= Task requirements =
Could you please output all of the records exactly?

(Stored items)
------------------------------------------------

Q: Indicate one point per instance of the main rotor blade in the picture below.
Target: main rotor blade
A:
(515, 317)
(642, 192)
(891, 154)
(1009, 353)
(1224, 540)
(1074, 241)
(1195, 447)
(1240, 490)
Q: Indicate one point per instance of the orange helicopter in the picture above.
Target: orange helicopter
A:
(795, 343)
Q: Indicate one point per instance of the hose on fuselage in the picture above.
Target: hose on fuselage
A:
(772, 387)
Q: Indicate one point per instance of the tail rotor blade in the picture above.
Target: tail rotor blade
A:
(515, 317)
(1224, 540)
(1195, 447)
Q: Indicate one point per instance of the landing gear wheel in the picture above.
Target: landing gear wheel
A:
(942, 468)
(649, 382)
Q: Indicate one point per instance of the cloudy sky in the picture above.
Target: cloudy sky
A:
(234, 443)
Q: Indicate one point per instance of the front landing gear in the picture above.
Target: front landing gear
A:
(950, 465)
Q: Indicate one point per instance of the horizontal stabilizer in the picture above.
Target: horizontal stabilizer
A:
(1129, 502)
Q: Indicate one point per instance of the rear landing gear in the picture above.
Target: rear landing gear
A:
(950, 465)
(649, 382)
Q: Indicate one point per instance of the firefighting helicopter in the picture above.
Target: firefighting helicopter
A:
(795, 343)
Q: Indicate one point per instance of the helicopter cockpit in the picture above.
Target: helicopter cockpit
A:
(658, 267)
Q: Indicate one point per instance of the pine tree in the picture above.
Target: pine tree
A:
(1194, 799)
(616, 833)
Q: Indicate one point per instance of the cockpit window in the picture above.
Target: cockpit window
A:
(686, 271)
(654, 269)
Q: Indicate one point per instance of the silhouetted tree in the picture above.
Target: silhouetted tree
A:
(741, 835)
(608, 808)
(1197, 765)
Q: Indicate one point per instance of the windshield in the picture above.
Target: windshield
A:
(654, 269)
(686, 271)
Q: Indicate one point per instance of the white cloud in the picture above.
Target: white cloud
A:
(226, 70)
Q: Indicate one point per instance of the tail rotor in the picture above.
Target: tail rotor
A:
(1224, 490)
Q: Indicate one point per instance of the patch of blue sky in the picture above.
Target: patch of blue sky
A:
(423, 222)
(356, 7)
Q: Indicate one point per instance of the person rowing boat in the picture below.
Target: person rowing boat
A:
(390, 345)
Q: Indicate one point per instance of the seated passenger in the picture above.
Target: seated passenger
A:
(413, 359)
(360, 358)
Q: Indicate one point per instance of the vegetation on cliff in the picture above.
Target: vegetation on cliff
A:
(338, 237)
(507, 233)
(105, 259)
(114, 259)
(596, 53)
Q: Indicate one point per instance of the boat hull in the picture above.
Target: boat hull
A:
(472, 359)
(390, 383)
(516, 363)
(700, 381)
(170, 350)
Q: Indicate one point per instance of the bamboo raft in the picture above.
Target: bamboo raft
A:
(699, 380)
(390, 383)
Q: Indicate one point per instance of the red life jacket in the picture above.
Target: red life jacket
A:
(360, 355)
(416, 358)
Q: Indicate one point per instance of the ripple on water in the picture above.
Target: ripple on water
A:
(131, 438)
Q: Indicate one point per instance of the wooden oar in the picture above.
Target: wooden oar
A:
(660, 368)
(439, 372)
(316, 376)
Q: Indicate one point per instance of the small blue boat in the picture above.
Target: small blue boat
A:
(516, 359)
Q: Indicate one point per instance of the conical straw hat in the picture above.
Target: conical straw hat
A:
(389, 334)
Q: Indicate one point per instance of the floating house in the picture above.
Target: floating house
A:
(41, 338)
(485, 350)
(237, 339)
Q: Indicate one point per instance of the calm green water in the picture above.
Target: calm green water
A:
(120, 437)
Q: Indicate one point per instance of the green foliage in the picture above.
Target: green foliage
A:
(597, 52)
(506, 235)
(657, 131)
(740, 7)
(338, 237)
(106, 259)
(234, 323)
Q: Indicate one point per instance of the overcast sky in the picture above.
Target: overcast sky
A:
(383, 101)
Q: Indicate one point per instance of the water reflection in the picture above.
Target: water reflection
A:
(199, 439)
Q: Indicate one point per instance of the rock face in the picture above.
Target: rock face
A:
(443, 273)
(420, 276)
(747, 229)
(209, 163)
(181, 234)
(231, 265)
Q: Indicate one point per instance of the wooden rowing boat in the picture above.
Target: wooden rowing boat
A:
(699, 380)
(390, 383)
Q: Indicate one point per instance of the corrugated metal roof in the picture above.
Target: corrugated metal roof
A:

------------------------------------------------

= Finished exercise =
Q: Indicate one point per instance of the main rotor blade in the picture below.
Target: main rotor blade
A:
(515, 317)
(642, 192)
(891, 154)
(1009, 353)
(1224, 540)
(1074, 241)
(1195, 447)
(1240, 490)
Q: Indicate one point per instance of the orange helicopter in the picture above.
Target: orange helicopter
A:
(795, 343)
Q: Indicate one point per instance of the hose on fuselage in the picture above.
Target: hose on fuselage
A:
(772, 387)
Q: Indicate one point per instance of the tail rotor blade in the picture above.
Target: tail rotor blade
A:
(515, 317)
(1224, 540)
(1195, 447)
Q: Indicate one point per instance of the landing gear wheel in the picture above.
Target: landing gear wheel
A:
(942, 468)
(649, 382)
Q: Indicate one point per instance of the cloudy sky in the picture above.
Target: cloudy sky
A:
(234, 443)
Q: Indicate one point per instance of the front landing gear in the picture above.
Target: front landing gear
A:
(950, 465)
Q: Indicate one point per instance of the horizontal stabilizer in the picture above.
Target: horizontal stabilizer
A:
(1129, 502)
Q: Indicate one point per instance of the rear landing gear in the picture above.
Target: rear landing gear
A:
(950, 465)
(649, 382)
Q: Indicate one point per instance of the firefighting helicopter in the picture above.
Target: firefighting helicopter
A:
(795, 343)
Q: Indicate one point per instance of the helicopter cockpit in the picture above.
Target: helicopter cockpit
A:
(658, 267)
Q: Indicate one point per instance of the pine tree in the picture above.
Target: pine tree
A:
(1194, 799)
(616, 833)
Q: Indicate one point per instance of the cockpit window in the picture above.
Target: cockpit window
A:
(686, 271)
(654, 269)
Q: Indicate one point per instance of the silhouetted tree in the picture above.
Target: silhouetted tree
A:
(741, 835)
(608, 808)
(1197, 765)
Q: Indicate one point per instance of the windshield in the picture above.
Target: windshield
A:
(654, 269)
(686, 271)
Q: Indicate one point per instance of the white cloud in the picture above.
Target: white cloud
A:
(226, 70)
Q: Indicate one point per instance of the tail rotor in the picture above.
Target: tail rotor
A:
(1224, 490)
Q: Indicate one point per instance of the patch of blue sky in the picture above.
Target: patch of blue sky
A:
(423, 222)
(356, 7)
Q: Indicate one point per instance of the person rowing boat in the picture below.
Target: person rowing boat
A:
(390, 345)
Q: Indicate one point per instance of the seated passenger in the picture above.
Target: seated passenger
A:
(413, 359)
(360, 358)
Q: Indicate one point per instance of the vegetation on cliff in the picture above.
Target: vegetation on cliff
A:
(338, 237)
(507, 233)
(105, 259)
(114, 259)
(596, 53)
Q: Indicate one point per instance of the boat hull in the picture above.
Target: boat hull
A:
(472, 359)
(390, 383)
(516, 363)
(700, 381)
(170, 350)
Q: Indicate one point per instance of the bamboo raft in the picture above.
Target: bamboo raft
A:
(699, 380)
(390, 383)
Q: Indicate one point per instance of the red life jacket in the picture above.
Target: red life jacket
A:
(360, 355)
(416, 358)
Q: Indicate one point per instance of the ripple on water in the picture above.
Target: ripple on water
A:
(131, 438)
Q: Indicate one point per instance of the wooden oar in the picture above.
Target: wooden oar
A:
(660, 368)
(439, 372)
(316, 376)
Q: Indicate one point per instance of the small blue boat in the picture above.
Target: small blue boat
A:
(516, 359)
Q: Indicate one point per instance of the conical straw hat in the picture above.
Target: conical straw hat
A:
(389, 334)
Q: Indicate one point per instance of the floating house in the picture above.
Target: floating house
A:
(41, 338)
(485, 350)
(237, 339)
Q: Indicate one point per instance of the calm green water in the picture above.
Target: calm green water
A:
(120, 437)
Q: Indicate one point per instance of the green foliage in the picture above.
Target: green foliage
A:
(597, 52)
(506, 235)
(657, 131)
(740, 7)
(338, 237)
(106, 259)
(234, 323)
Q: Indicate one point per instance of the overcast sky in the picture above.
Target: overcast sky
A:
(383, 101)
Q: Indicate one point per instance of the water reflection in the picture above.
Target: water reflection
A:
(199, 439)
Q: Indicate one point per instance of the rock face in the picture above.
Target: rock face
A:
(443, 273)
(420, 276)
(747, 229)
(209, 163)
(181, 234)
(231, 265)
Q: Indicate one point per instance of the wooden rowing boat in the picture above.
Target: wooden rowing boat
A:
(699, 380)
(390, 383)
Q: Indicate one point per instance of the corrugated metal roof in the picture above.
Target: corrugated metal roof
A:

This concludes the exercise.